» Recorded information:

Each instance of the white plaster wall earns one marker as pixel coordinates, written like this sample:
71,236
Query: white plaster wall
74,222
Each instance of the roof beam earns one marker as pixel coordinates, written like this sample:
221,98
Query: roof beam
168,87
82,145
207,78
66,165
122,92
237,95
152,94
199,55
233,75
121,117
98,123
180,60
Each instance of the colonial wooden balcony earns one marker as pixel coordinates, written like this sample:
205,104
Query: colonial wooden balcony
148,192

* * *

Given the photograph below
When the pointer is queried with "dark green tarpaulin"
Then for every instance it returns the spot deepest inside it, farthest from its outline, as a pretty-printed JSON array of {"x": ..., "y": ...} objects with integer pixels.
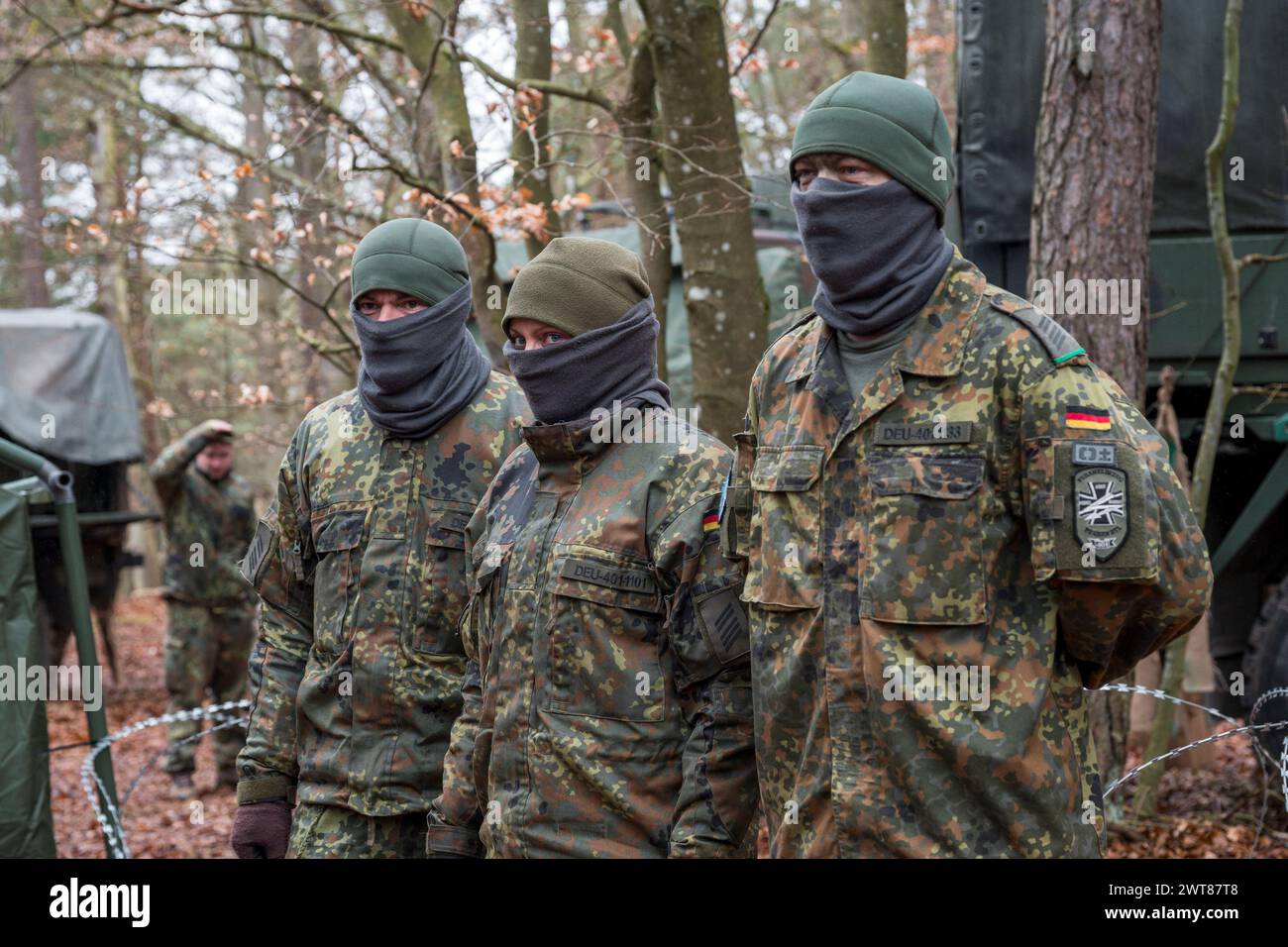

» Exercise: Reproduce exactly, and only, the part of the listing above that begins at the line with "Given the photograph below" and goes on through the line with "Then for every".

» Your solution:
Given the photograph below
When the pointer is queried with "dark green tarpaulin"
Then for every instance it returns the spot deepest inside it, farthest from its outline, as a pretty-printed JSON array of {"x": ..., "y": ...} objects with integer pixels.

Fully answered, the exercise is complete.